> [Stated goal A]: Decide whether each statement agrees with the forum thread on reserve BMQ courses below: (i) the only BMQ course running this spring/summer in LFCA is for band soldiers; (ii) the PRes BMQ runs from 2 July to 31 July 2009; (iii) the next BMQ on the 32 CBG schedule is a full-time summer course. Answer yes or no for each, quoting the deciding words of the thread.

::::

Could this just be a recruiter not knowing about the reserves or is this true because as of today it is the beginning of the fiscal training year? (I.E. They got that information today) ???


----------



## George Wallace (1 Apr 2009)

I'd say "look behind door #2 Monty."


----------



## dapaterson (1 Apr 2009)

Looking at the Army's national course calendar (DWAN only) I see no BMQs scheduled in 32 CBG this summer, only BMQ-L (essentially a BMQ part 2, also known as SQ).  The next BMQ on the schedule appears as a part-time course starting in the fall.

Check with the recuriter about the course.


----------



## Nfld Sapper (1 Apr 2009)

The only BMQ course running this spring/summer in LFCA is for BAND ONLY.

BMQ  (CG) ( Band soldiers )	CG		20-Apr-09	15-May-09


----------



## charlesm (1 Apr 2009)

I notice that both LFWA and SQFT are still running BMQ courses in July/August to catch those High School students. They are still on the National Calendar for 09/10.

Also if you are Aboriginal you can always get on a Bold Eagle BMQ.


----------



## gohardkandahar (1 Apr 2009)

Alright guys, thanks for the info. Ill be sure to call the recruiters to figure out whats going on.


----------



## George Wallace (1 Apr 2009)

charlesm said:
			
		

> I notice that both LFWA and SQFT are still running BMQ courses in July/August to catch those High School students. They are still on the National Calendar for 09/10.



 :


BMQ or BMQ (L) ?

How many posts now, state that BMQ (L) is what used to be called the SQ Crse?

And YES; if you are an aboriginal person, you can get onto the Bold Eagle and Raven programs.


----------



## charlesm (1 Apr 2009)

George,

PRes BMQ	DP1	Res	2	A	0794	103673	AIOY	0168	WA013	Summer	-92	2-Jul-09	31-Jul-09	30	21

They are also running BMQ-L which is the SQ.


----------



## gohardkandahar (1 Apr 2009)

charlesm said:
			
		

> George,
> 
> PRes BMQ	DP1	Res	2	A	0794	103673	AIOY	0168	WA013	Summer	-92	2-Jul-09	31-Jul-09	30	21
> 
> They are also running BMQ-L which is the SQ.



Could someone break this down into English? I can't tell if its a good or bad thing for me. lol


----------



## Nfld Sapper (1 Apr 2009)

PRes BMQ 2 JUL 09 till 31 JUL 09


----------



## gohardkandahar (1 Apr 2009)

NFLD Sapper said:
			
		

> PRes BMQ 2 JUL 09 till 31 JUL 09



BMQ 2 would be the SQ or normal BMQ?


----------



## Nfld Sapper (1 Apr 2009)

Normal and seems to be run out of 38 CBG


----------



## gohardkandahar (1 Apr 2009)

Awesome, thanks for baring with me! I was a little bit confused.


----------



## bran (1 Apr 2009)

charlesm said:
			
		

> I notice that both LFWA and SQFT are still running BMQ courses in July/August to catch those High School students. They are still on the National Calendar for 09/10.

::::

> [Stated goal B]: Please filter the records below and copy every line that contains the word "Target".

> [Entries shown]:
::::

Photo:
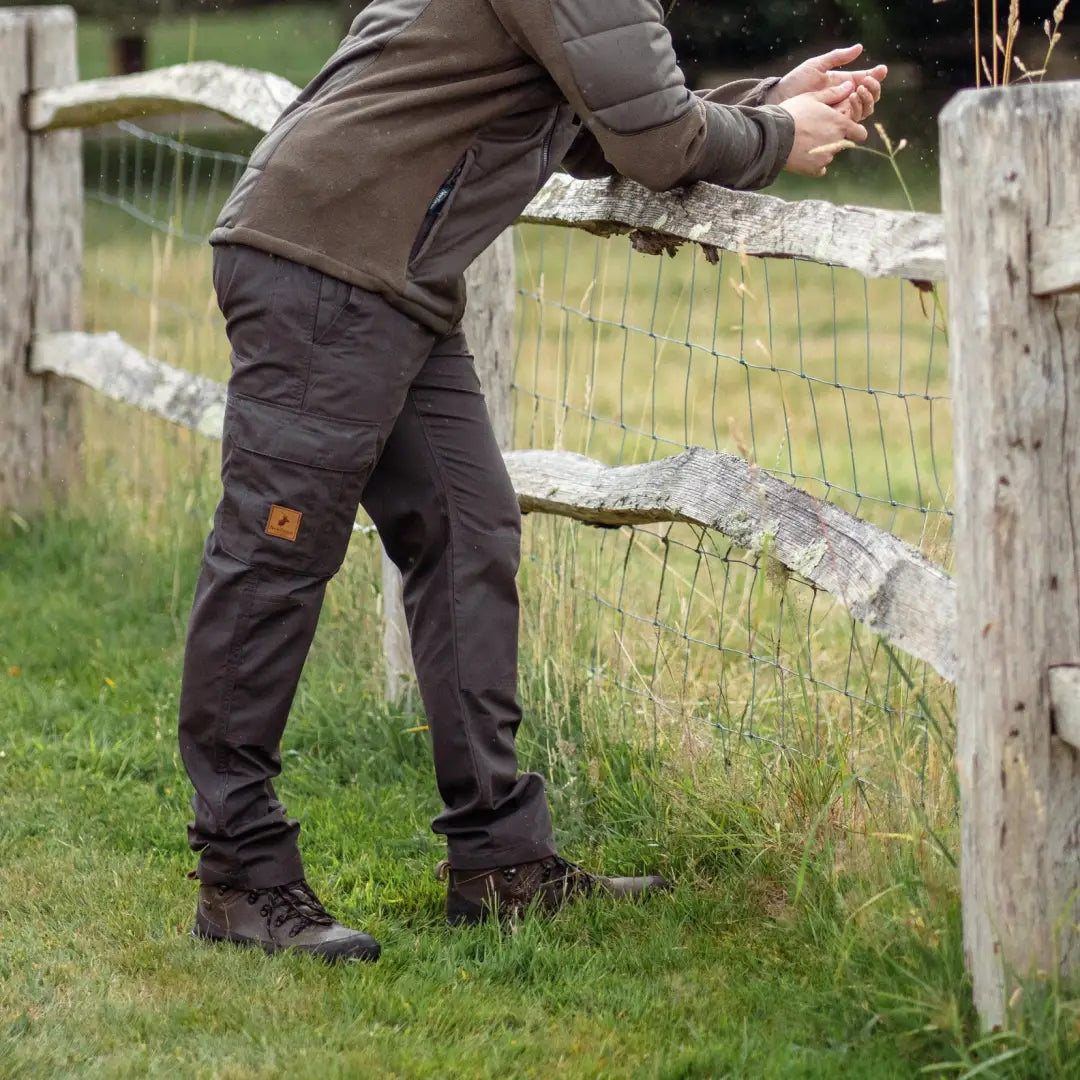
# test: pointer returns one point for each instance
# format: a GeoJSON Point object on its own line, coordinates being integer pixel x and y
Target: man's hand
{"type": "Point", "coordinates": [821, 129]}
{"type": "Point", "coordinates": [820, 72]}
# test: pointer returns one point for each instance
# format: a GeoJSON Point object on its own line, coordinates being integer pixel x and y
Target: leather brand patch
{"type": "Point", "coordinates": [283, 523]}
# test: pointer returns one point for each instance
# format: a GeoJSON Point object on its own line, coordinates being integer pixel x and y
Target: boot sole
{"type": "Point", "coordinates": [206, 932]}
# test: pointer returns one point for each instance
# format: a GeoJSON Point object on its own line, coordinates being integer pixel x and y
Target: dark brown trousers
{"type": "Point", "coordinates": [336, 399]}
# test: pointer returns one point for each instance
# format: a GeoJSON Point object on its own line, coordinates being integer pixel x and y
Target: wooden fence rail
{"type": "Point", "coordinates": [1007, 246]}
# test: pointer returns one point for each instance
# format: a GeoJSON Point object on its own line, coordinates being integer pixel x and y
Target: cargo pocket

::::

> [Task result A]:
(i) Yes: "The only BMQ course running this spring/summer in LFCA is for BAND ONLY."
(ii) Yes: "PRes BMQ 2 JUL 09 till 31 JUL 09"
(iii) No: "The next BMQ on the schedule appears as a part-time course starting in the fall."

> [Task result B]:
Target: man's hand
Target: leather brand patch
Target: boot sole
Target: dark brown trousers
Target: wooden fence rail
Target: cargo pocket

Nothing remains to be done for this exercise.